» **GIVEN RECORDS**:
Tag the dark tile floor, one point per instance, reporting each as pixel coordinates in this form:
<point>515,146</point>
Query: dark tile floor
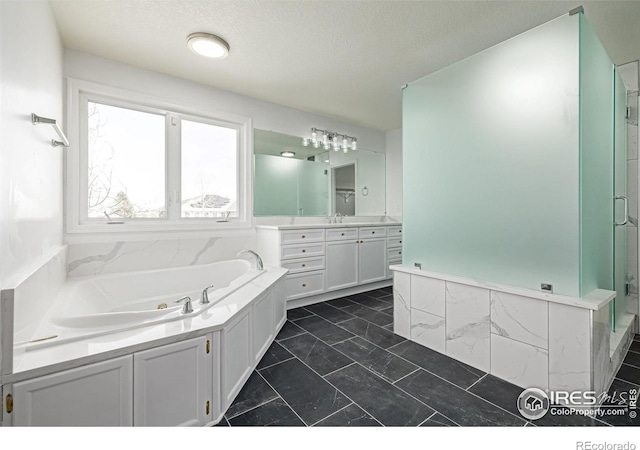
<point>338,364</point>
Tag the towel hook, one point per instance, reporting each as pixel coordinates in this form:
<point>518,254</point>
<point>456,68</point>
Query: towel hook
<point>35,119</point>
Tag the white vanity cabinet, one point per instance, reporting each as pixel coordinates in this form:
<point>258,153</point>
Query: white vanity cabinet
<point>173,384</point>
<point>325,261</point>
<point>394,248</point>
<point>99,394</point>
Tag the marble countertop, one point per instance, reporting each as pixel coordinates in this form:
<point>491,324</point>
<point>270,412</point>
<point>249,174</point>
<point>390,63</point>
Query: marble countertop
<point>594,300</point>
<point>329,225</point>
<point>33,361</point>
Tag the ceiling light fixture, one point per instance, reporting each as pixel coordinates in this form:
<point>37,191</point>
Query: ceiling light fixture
<point>208,45</point>
<point>331,139</point>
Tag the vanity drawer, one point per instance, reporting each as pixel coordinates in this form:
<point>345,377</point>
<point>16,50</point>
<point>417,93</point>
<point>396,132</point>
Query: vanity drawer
<point>304,284</point>
<point>301,236</point>
<point>338,234</point>
<point>394,231</point>
<point>304,264</point>
<point>366,232</point>
<point>302,250</point>
<point>394,253</point>
<point>394,241</point>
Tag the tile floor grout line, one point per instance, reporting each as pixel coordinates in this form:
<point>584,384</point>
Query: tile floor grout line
<point>477,381</point>
<point>332,414</point>
<point>274,364</point>
<point>331,384</point>
<point>402,378</point>
<point>425,420</point>
<point>419,367</point>
<point>327,381</point>
<point>278,396</point>
<point>283,399</point>
<point>334,371</point>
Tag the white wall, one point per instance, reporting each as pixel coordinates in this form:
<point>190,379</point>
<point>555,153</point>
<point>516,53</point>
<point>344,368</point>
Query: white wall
<point>393,150</point>
<point>265,115</point>
<point>31,58</point>
<point>104,254</point>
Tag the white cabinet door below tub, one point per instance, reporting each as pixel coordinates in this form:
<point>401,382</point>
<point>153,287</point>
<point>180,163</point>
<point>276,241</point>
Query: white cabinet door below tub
<point>173,384</point>
<point>342,264</point>
<point>372,257</point>
<point>236,356</point>
<point>94,395</point>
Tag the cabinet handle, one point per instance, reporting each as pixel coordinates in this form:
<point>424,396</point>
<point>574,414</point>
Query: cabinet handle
<point>9,403</point>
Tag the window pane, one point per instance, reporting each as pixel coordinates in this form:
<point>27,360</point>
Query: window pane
<point>126,163</point>
<point>209,171</point>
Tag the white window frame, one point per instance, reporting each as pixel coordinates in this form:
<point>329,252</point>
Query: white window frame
<point>77,222</point>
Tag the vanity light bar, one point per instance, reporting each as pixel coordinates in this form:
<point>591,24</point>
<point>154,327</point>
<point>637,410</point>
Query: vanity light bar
<point>330,139</point>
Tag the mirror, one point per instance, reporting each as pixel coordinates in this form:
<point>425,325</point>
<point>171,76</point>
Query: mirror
<point>315,182</point>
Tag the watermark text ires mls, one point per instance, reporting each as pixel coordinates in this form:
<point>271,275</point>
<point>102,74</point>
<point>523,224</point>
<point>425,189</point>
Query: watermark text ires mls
<point>588,445</point>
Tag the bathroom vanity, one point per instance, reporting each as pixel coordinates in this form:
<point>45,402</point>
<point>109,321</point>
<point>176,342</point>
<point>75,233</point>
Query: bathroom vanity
<point>331,260</point>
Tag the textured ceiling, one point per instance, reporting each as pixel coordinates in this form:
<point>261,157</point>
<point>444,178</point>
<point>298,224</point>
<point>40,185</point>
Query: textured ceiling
<point>343,59</point>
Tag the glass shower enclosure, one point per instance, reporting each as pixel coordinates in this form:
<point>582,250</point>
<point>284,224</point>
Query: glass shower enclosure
<point>514,167</point>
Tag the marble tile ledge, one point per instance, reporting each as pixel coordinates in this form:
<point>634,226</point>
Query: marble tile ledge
<point>593,301</point>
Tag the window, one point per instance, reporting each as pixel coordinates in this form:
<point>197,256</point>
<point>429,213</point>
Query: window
<point>143,166</point>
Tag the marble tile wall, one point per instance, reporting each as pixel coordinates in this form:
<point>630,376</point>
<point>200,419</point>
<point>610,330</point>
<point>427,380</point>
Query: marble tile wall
<point>601,330</point>
<point>633,302</point>
<point>402,304</point>
<point>569,348</point>
<point>468,325</point>
<point>526,341</point>
<point>124,256</point>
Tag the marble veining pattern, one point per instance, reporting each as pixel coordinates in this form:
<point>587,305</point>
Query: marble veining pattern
<point>402,304</point>
<point>428,330</point>
<point>468,325</point>
<point>122,256</point>
<point>520,318</point>
<point>521,364</point>
<point>428,295</point>
<point>569,348</point>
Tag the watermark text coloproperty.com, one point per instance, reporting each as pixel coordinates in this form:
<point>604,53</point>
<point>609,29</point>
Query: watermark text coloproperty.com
<point>588,445</point>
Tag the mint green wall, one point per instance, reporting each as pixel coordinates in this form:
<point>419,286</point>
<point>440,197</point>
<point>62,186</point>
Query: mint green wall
<point>492,165</point>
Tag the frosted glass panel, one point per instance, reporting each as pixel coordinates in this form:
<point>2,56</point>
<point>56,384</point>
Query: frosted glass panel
<point>275,186</point>
<point>313,188</point>
<point>490,158</point>
<point>596,162</point>
<point>620,174</point>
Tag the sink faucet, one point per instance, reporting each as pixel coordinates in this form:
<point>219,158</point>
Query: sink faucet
<point>259,265</point>
<point>205,295</point>
<point>186,309</point>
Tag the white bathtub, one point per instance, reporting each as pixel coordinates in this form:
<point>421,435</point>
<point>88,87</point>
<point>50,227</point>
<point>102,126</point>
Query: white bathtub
<point>104,304</point>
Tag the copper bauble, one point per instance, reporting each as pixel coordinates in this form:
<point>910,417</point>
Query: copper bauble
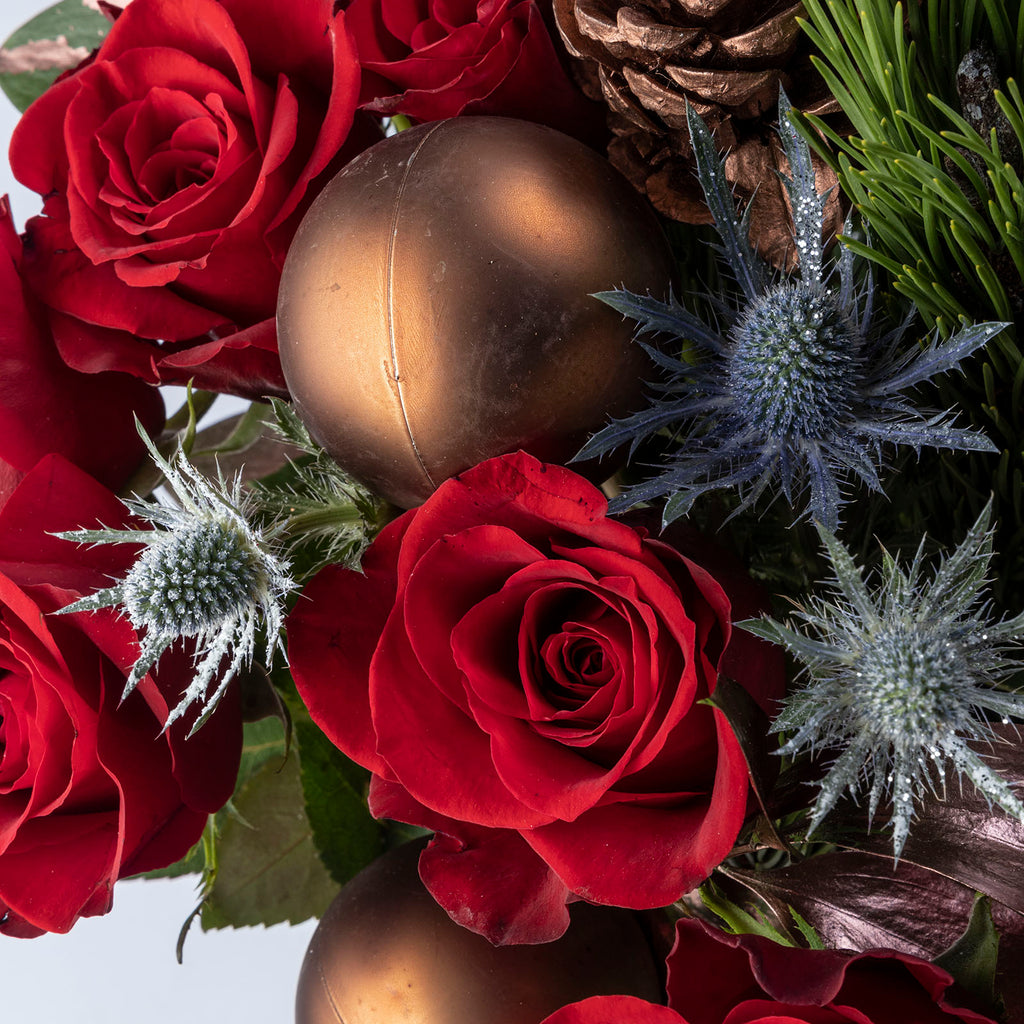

» **TASK INSTRUCTIONS**:
Arrange the listing above as a numbered list, starting at its first line and ending with the line containing "<point>99,394</point>", both included. Omit blank lines and pictures.

» **REPLY**:
1. Tag the dark tile floor, one point per instance, reporting each as pixel coordinates in this form:
2. <point>515,146</point>
3. Query: dark tile floor
4. <point>338,364</point>
5. Tag the towel hook, one point per instance, reporting each as pixel coordinates in this form:
6. <point>518,254</point>
7. <point>456,68</point>
8. Query: towel hook
9. <point>35,119</point>
10. Tag the white vanity cabinet, one point per instance, reporting each as pixel coordinates in this form:
11. <point>258,153</point>
12. Query: white vanity cabinet
13. <point>173,384</point>
14. <point>325,261</point>
15. <point>394,248</point>
16. <point>99,394</point>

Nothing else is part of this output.